---------- Source extract ----------

Create the function itself. We want to apply this to the 7 different parameters, so allow for one of the arguments
to be the parameter:
* 0 = average response time
* 1 = deviation from thread mean response time
* 2 = mu lower bound
* 3 = mu upper bound
* 4 = mu word count
* 5 = average number links
* 6 = avg comment length
* 7 = max comments/day

In [12]:
with open('ALL_USER_STATS.json', 'r') as f:
    all_users = json.load(f)
    
#get the bots info
with open('../../data/annotation.json', 'r') as f2:
    annotation = json.load(f2)
    
BOTS = [user for bucket in annotation for user in annotation[bucket] if annotation[bucket][user] != '1']

In [13]:
def crossValidateParam(parameter, guess_range, n = 100):
    """performs 10-fold cross validation on the parameter which is found by using the function
    _param_function_. _all_users_ is a dict of the annotation data.

---------- Data lines ----------

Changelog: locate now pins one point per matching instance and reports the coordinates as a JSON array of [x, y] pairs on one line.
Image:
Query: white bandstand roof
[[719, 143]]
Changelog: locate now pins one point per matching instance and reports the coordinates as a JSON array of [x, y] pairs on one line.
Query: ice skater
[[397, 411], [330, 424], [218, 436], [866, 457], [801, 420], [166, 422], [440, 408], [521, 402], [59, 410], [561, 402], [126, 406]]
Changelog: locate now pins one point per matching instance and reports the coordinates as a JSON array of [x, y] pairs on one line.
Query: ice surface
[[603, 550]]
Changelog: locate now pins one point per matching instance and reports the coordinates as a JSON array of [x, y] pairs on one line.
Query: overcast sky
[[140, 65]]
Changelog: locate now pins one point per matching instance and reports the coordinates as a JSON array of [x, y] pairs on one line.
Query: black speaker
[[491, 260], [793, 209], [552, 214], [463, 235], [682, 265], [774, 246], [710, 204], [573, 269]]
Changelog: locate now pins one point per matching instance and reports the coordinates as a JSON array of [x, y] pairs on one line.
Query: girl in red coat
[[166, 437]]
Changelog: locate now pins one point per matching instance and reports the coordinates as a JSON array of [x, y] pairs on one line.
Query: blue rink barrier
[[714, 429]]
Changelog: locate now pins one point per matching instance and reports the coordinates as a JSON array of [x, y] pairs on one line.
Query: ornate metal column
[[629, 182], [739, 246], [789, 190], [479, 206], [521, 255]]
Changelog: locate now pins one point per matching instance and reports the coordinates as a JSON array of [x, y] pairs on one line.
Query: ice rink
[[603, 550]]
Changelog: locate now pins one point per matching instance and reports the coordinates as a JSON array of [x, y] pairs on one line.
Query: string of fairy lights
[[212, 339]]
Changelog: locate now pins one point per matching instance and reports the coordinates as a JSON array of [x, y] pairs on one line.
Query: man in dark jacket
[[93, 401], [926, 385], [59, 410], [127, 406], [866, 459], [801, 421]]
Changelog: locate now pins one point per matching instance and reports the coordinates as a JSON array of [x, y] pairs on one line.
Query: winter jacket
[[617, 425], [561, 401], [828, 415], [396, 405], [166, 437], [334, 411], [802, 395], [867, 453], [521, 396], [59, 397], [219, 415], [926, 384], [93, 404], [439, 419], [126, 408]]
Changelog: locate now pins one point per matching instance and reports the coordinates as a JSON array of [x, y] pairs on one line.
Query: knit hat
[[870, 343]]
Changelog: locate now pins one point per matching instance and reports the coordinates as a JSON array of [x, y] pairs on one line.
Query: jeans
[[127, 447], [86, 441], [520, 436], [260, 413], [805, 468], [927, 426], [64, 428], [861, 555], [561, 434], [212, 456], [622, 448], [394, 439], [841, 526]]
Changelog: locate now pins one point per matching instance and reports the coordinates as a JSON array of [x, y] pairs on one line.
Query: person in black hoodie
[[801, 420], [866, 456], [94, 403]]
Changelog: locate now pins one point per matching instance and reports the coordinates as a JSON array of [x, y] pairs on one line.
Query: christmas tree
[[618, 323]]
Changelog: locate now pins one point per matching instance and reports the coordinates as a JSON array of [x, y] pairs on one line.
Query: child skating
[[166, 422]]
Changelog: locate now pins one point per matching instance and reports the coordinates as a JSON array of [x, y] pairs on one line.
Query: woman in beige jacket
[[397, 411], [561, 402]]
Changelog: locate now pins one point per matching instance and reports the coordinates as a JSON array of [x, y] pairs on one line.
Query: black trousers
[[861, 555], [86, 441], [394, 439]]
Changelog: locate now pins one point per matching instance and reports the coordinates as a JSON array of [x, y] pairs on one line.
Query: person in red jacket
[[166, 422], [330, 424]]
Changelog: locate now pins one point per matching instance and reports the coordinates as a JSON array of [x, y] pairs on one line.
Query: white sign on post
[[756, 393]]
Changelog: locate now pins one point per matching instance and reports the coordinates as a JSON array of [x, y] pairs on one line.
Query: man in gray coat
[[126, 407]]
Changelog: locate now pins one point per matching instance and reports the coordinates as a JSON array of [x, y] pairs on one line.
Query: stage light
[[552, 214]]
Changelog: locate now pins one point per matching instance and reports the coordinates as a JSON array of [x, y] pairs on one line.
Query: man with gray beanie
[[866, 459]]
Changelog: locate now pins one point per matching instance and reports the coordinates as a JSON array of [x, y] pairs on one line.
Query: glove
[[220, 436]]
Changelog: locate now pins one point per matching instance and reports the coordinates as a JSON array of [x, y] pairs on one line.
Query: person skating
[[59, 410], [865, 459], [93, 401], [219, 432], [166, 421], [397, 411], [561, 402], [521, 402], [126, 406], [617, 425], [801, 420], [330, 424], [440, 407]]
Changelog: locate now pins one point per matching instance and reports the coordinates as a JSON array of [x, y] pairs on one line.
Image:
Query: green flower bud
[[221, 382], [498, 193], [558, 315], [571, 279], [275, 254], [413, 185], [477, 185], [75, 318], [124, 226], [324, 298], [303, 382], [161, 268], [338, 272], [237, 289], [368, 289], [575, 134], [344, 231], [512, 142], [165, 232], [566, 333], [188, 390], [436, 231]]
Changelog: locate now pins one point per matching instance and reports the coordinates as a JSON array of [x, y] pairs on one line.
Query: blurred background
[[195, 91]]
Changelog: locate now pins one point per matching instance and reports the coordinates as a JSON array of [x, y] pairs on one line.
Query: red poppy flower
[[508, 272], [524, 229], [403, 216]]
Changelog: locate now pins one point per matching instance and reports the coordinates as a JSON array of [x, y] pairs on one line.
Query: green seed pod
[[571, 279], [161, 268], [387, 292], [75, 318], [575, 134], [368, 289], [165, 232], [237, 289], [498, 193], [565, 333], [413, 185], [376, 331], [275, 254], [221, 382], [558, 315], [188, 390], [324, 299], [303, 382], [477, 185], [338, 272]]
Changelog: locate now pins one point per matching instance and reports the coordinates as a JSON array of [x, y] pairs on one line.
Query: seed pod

----------

Copy out the notebook excerpt on cross-validating user parameters word for word, from start to finish.

Create the function itself. We want to apply this to the 7 different parameters, so allow for one of the arguments
to be the parameter:
* 0 = average response time
* 1 = deviation from thread mean response time
* 2 = mu lower bound
* 3 = mu upper bound
* 4 = mu word count
* 5 = average number links
* 6 = avg comment length
* 7 = max comments/day

In [12]:
with open('ALL_USER_STATS.json', 'r') as f:
    all_users = json.load(f)
    
#get the bots info
with open('../../data/annotation.json', 'r') as f2:
    annotation = json.load(f2)
    
BOTS = [user for bucket in annotation for user in annotation[bucket] if annotation[bucket][user] != '1']

In [13]:
def crossValidateParam(parameter, guess_range, n = 100):
    """performs 10-fold cross validation on the parameter which is found by using the function
    _param_function_. _all_users_ is a dict of the annotation data.